*Stated goal*
According to the appellate excerpt on leave to amend, how much time passed between the plaintiff learning of the additional defendant's alleged involvement and his filing of the motion to amend?

*Source extract*
● ● ● ●

Finally, we also reject Nicholas’ claim that he should have been permitted to amend his complaint a second time. We review the district court’s denial of the plaintiffs request for leave to amend his complaint under an abuse of discretion standard. See Dougherty v. Town of North Hempstead Bd. of Zoning Appeals, 282 F.3d 83, 87 (2d Cir.2002). A district court does not abuse its discretion in denying leave to amend where, as here, the motion is unduly delayed and that delay is not supported by good cause. See Parker v. Columbia Pictures Indus., 204 F.3d 326, 340 (2d Cir.2000). Three months elapsed between when the plaintiff learned of the alleged involvement of the defendant whom he wished to add to his complaint and the filing of his motion to amend his complaint. In any event, since the claims against the additional defendant were the same as those that were rejected on the merits, the amendment would have made no difference. Under the circumstances, the district court did not abuse its discretion in denying the motion.

● ● ● ●

*Raw records*
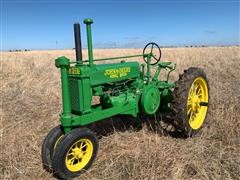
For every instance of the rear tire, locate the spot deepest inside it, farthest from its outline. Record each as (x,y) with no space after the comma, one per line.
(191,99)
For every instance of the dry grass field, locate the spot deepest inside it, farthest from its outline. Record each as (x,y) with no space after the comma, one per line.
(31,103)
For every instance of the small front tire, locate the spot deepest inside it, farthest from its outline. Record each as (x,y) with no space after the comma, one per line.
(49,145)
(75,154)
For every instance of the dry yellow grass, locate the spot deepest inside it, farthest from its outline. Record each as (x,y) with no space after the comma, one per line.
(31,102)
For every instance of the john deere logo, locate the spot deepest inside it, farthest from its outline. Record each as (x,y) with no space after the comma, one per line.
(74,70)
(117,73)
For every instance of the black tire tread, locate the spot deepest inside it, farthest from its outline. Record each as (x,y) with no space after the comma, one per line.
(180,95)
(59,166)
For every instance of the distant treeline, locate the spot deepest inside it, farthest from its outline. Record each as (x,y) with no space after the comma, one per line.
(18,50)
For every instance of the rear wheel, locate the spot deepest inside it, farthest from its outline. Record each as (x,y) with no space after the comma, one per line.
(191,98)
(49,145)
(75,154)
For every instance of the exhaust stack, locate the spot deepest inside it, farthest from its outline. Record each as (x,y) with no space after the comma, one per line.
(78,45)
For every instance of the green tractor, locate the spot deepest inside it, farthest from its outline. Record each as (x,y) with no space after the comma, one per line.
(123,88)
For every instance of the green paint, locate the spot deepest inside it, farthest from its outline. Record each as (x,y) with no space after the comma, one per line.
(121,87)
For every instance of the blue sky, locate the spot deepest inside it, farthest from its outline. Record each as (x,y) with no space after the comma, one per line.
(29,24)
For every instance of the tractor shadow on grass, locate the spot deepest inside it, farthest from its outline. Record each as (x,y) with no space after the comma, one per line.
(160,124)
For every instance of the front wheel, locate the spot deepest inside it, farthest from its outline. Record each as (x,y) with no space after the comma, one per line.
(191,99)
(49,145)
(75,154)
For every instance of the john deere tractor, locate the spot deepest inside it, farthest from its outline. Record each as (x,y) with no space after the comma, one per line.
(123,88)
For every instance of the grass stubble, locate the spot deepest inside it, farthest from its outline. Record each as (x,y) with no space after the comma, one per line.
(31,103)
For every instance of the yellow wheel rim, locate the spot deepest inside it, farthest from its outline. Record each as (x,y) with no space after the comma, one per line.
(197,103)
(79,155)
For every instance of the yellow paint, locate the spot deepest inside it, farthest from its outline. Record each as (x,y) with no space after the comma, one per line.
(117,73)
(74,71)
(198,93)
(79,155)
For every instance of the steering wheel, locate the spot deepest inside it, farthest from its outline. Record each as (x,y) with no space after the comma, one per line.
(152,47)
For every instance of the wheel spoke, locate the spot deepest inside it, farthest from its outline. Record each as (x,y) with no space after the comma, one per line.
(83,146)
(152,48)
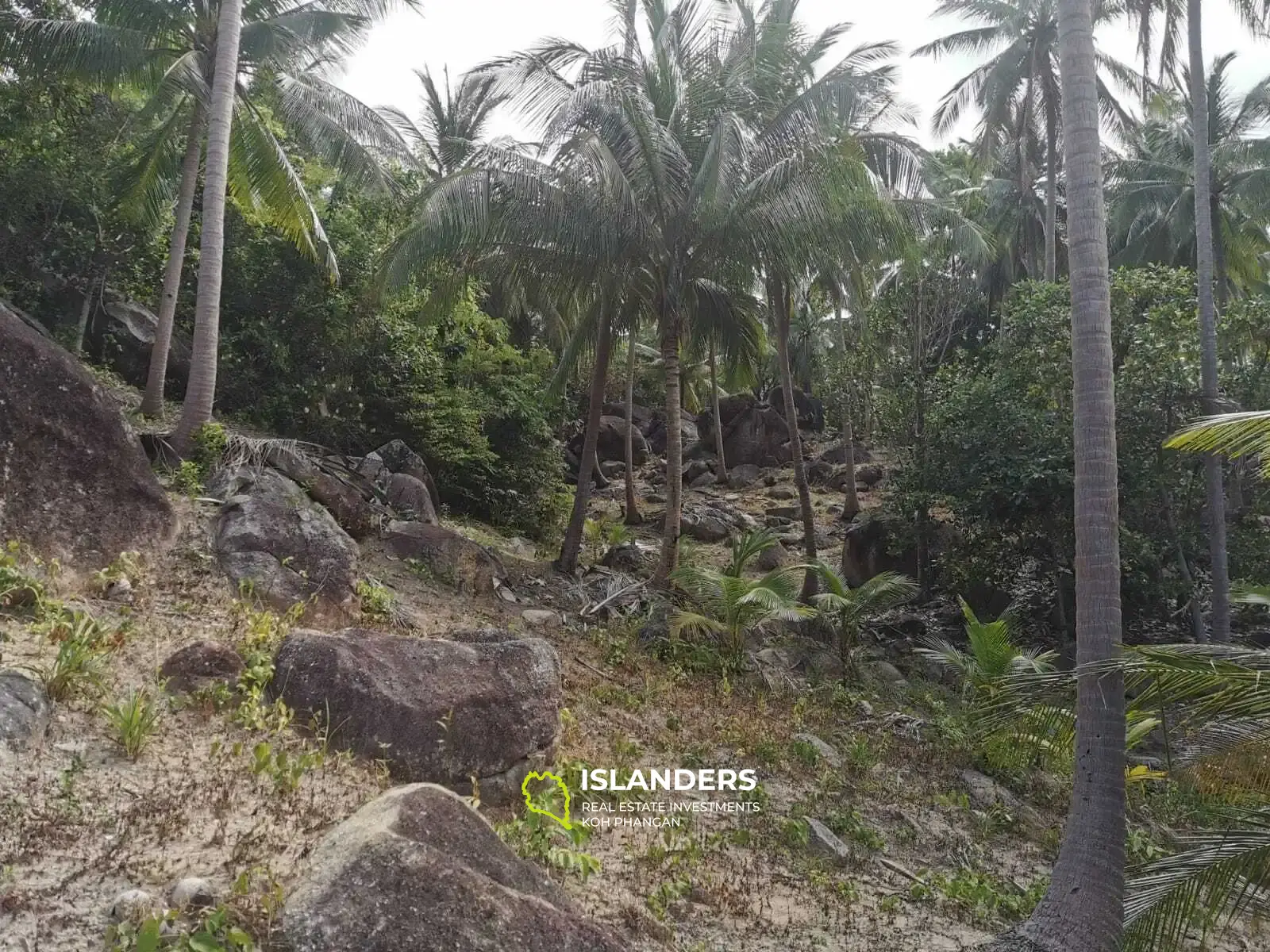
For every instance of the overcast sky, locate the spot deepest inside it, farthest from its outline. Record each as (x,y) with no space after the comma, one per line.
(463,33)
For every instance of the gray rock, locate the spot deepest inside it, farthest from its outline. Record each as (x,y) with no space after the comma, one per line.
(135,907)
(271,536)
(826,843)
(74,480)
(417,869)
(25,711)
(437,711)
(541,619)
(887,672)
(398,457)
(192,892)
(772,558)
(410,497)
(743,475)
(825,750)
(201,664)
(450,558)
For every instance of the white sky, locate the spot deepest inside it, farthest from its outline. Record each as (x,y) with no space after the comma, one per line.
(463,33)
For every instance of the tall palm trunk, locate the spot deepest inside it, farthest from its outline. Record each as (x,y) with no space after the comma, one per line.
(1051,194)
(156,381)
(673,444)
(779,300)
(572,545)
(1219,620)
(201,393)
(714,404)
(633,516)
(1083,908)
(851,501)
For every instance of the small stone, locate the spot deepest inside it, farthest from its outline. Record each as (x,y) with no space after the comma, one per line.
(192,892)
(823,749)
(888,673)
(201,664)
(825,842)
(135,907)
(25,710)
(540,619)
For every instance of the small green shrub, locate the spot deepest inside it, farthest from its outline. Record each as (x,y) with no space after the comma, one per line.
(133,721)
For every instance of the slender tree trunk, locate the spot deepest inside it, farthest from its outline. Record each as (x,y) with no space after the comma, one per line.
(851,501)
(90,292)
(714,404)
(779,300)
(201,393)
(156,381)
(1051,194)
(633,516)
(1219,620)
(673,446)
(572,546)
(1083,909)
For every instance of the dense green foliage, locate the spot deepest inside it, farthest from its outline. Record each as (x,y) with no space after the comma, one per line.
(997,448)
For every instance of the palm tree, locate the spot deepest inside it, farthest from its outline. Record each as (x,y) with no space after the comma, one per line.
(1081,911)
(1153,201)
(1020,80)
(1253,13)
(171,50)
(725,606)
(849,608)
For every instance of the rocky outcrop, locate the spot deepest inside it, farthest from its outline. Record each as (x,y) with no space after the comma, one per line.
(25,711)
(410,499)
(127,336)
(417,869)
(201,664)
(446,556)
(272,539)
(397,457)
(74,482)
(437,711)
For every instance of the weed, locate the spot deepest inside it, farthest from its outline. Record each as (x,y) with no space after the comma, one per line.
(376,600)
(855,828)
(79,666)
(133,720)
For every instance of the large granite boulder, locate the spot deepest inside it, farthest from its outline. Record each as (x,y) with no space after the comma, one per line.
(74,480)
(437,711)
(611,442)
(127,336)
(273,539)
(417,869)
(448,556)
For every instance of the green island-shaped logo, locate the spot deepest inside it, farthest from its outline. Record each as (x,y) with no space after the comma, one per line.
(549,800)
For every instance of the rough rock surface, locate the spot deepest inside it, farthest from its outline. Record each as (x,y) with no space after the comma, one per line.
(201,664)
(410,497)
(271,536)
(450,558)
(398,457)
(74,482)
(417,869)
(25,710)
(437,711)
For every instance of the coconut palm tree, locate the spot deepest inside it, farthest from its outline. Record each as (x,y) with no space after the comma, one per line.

● ● ● ●

*Solution below*
Three months.